**Problem to work on:**
Copy the lines below word for word, but leave the pictures out.

——

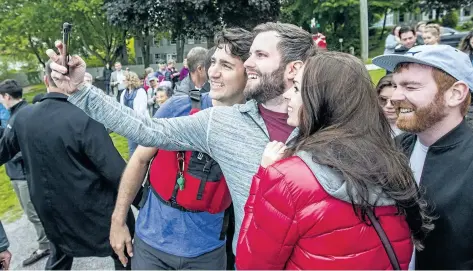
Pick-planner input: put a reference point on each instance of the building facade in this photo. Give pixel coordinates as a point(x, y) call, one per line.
point(164, 49)
point(396, 18)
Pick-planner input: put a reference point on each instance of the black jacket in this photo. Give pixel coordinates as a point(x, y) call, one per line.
point(15, 168)
point(447, 178)
point(73, 172)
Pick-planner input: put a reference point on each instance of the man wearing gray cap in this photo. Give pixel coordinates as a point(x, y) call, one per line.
point(432, 95)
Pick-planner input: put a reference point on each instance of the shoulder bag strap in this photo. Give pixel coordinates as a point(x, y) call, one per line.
point(384, 239)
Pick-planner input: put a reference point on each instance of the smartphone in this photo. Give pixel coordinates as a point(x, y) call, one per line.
point(66, 33)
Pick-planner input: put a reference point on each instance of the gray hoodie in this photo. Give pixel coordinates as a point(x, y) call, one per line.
point(4, 244)
point(234, 136)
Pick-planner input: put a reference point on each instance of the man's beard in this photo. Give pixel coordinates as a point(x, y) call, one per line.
point(270, 86)
point(424, 117)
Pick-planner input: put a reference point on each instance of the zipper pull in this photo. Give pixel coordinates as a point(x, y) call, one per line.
point(180, 182)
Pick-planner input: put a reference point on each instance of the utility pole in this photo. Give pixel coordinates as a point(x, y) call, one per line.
point(364, 29)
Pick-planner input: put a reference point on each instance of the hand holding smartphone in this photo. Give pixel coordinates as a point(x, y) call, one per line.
point(66, 32)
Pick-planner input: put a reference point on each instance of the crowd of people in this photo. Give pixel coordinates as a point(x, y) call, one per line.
point(271, 154)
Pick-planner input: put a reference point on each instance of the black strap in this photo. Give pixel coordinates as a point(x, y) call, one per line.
point(384, 239)
point(226, 222)
point(195, 96)
point(172, 204)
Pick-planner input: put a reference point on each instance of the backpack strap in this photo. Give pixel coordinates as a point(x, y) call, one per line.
point(384, 239)
point(195, 96)
point(226, 222)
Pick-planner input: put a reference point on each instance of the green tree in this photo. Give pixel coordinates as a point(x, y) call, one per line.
point(28, 28)
point(189, 17)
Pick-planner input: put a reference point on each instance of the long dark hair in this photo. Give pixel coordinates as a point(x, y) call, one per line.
point(343, 127)
point(465, 45)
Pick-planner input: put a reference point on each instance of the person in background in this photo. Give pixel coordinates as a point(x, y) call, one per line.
point(38, 97)
point(11, 96)
point(171, 74)
point(466, 45)
point(392, 40)
point(385, 89)
point(184, 71)
point(197, 77)
point(135, 98)
point(431, 34)
point(5, 255)
point(151, 93)
point(116, 81)
point(420, 27)
point(106, 74)
point(73, 174)
point(163, 93)
point(310, 210)
point(88, 78)
point(408, 40)
point(4, 116)
point(149, 72)
point(161, 72)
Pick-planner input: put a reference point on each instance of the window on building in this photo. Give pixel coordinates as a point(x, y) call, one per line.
point(467, 11)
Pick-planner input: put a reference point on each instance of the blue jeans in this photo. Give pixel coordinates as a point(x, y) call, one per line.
point(131, 148)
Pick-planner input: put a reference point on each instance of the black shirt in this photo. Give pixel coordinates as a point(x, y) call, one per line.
point(73, 172)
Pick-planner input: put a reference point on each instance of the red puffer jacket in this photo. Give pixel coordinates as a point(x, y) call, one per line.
point(292, 222)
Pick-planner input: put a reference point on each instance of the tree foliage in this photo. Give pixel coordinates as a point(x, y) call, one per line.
point(188, 18)
point(336, 19)
point(28, 28)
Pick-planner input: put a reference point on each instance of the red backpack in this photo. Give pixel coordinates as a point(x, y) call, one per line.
point(190, 181)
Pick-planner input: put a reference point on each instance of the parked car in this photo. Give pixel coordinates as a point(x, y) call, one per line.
point(451, 36)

——

**Exercise result:**
Pick-planner input: put a reference point on each instance of the building facade in this photo. Give pixel coordinates as a point(x, y) call, one per line.
point(164, 49)
point(396, 18)
Pick-planner input: put a reference point on each instance of the black jacket in this photo. Give pixel coordinates as a point(x, y) call, one per line.
point(15, 168)
point(447, 178)
point(73, 172)
Pick-planner input: put a reference point on each instance of the man wearing gray cap in this photo. Give pixel coordinates as a point(x, y) call, one per line.
point(432, 95)
Pick-planner input: put a reference point on each instance of the shoulder bag strap in this photo. Give pixel coordinates as a point(x, y) call, one per line.
point(384, 239)
Pick-planner input: put a reference point on each instance of the smartphone in this photo. Give pixel coordinates as a point(x, y) call, one per line.
point(66, 33)
Pick-planner input: put a reference point on each instance of the gray hoodie in this photo. Give pixel coordinates as a point(x, y) call, one per line.
point(4, 244)
point(234, 136)
Pick-planner input: put a reference point on each instance of the man's beard in this photo. Give pixel coordinates as a point(x, y) call, one per line.
point(270, 86)
point(424, 117)
Pick-planner input: put a reference point on each instance of the zipper pull in this photo. Give pixel coordinates as a point(x, y) call, one per line.
point(180, 182)
Pick-planner input: put a reference point on each instance of the utility pole in this photo. Give pixel coordinates as a point(x, y) call, one per line.
point(364, 29)
Pick-planner input: put a reference point on each instance of the hand holding smartphone in this photo. Give pixel coordinates as a point(x, y) call, one per line.
point(66, 32)
Pick-planner input: put a reference point on each instance of the crowd of people in this photo. Give pixel coordinates as a point(x, y) call, one per line.
point(271, 154)
Pick-planner input: put a reference point on each instance of the black strap in this photo. Give pixel coordinates as a point(x, y) call, one per line.
point(384, 239)
point(226, 222)
point(195, 96)
point(172, 204)
Pick-planner input: put a reference point on each instance of the backpack strap in this photo. Give pixel coordinates as a point(x, y) call, one per line.
point(384, 239)
point(195, 96)
point(226, 222)
Pick-planner input: put a reference point on each instance of the green tree in this photo. Give pixel coordinates as a point(x, y) call, one per line.
point(28, 28)
point(189, 17)
Pick-planner input: put a reference point on each instance of the long dark hair in this photo. Give pixel coordinates as a point(x, y) call, one per line.
point(343, 127)
point(465, 45)
Pick-planner input: put a reference point on each instance of the person in background in this photo. Give pixel coordinates as a point(x, y) call, one per line.
point(38, 97)
point(11, 96)
point(171, 74)
point(466, 45)
point(392, 40)
point(385, 89)
point(184, 71)
point(197, 77)
point(135, 98)
point(431, 34)
point(5, 255)
point(151, 93)
point(116, 81)
point(420, 27)
point(106, 74)
point(73, 174)
point(163, 93)
point(310, 210)
point(88, 78)
point(408, 40)
point(4, 116)
point(149, 72)
point(161, 72)
Pick-planner input: put a reference point on each instance of the window on building in this photo. Give pixel coordinates as a point(x, y) call, one per line.
point(467, 11)
Pick-planner input: put a reference point on each instance of the blue jeans in this photo. Give pixel coordinates as a point(x, y) call, one per line.
point(131, 148)
Pick-planner input: put a reference point on each instance of the black shirt in this photo. Give pixel coordinates as a point(x, y) call, one per line.
point(73, 172)
Pick-planner input: put a reference point on each instance of the red puffer jacket in this photo. Give pixel coordinates as a point(x, y) call, one per line.
point(292, 222)
Pick-planner input: put a reference point on each instance of the tree foliage in this photo. Give pixel coordinates as a point(x, y) call, one per line.
point(188, 18)
point(336, 19)
point(28, 28)
Pick-planner input: put a reference point on each instance of the red backpack in this photo. Give pixel coordinates as a point(x, y) call, one per line.
point(190, 181)
Pick-planner input: put a reference point on each instance of the parked car in this photo. Give pixel coordinates as a point(x, y) call, one per line.
point(451, 36)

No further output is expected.